Задание A:
Ответьте по отрывку о бабушке Феодосье на три вопроса:
(i) Со сколькими детьми мама осталась одна, когда окончилась война?
(ii) Кем был Чернухин до войны?
(iii) Что случилось с Зиной во время войны?
Задание B:
Продолжите отрывок о бабушке Феодосье, начав сразу после её последней реплики.

Цитируемый отрывок:
О бабушке Феодосье, папиной маме, наша мама отзывалась плохо. Когда окончилась война, мама осталась одна с пятью детьми. До войны директор любавичской школы Чернухин женился на папиной сестре. К началу войны у них было трое детей. Чернухин уцелел, вернулся домой. Но Зину его во время войны убило в лесу деревом. Трое малышей, как птенцы, раскрыли клювики отцу навстречу. Чернухин поседел… Встретился с нашей мамой, женой брата его жены Зины, чтобы обсудить возможность объединения фактически кровных восьми детей в новой семье Чернухина и мамы, чтобы вырастить ораву родных детей. Мама была рада такой возможности. Однако Феодосия, выслушав зятя, сказала:

– Заморыши Ульяны неровня твоим детям. А тебе, Фёдор Григорьевич, человеку большого полёта, место не здесь, а в Москве!

Исходные данные:
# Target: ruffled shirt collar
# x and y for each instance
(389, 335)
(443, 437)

Итоговый ответ A:
(i) С пятью детьми.
(ii) Директором любавичской школы.
(iii) Её убило в лесу деревом.

Итоговый ответ B:
И – о Боже! – мужчина, воин, герой, орёл послушался бредящей старухи и укатил со своими детьми в Москву! И в Москву к зятю, успевшему там жениться на женщине с двумя мальчиками возраста его девочек, Феодосья повела пешком из Любавичей свою корову. Вела две недели, пасла, поила, доила, собирала сметану, била масло каким-то образом. Мыслила, что за настоящий подвиг с коровой её примут в Москве и обласкают! Но всё получилось наоборот. Корову с маслом москвичка взяла, а старуху деревенскую на порог не пустила! Вскоре москвичка и детей Чернухина выставила за дверь. Между детьми москвички и Чернухина началась война не на жизнь, а на смерть!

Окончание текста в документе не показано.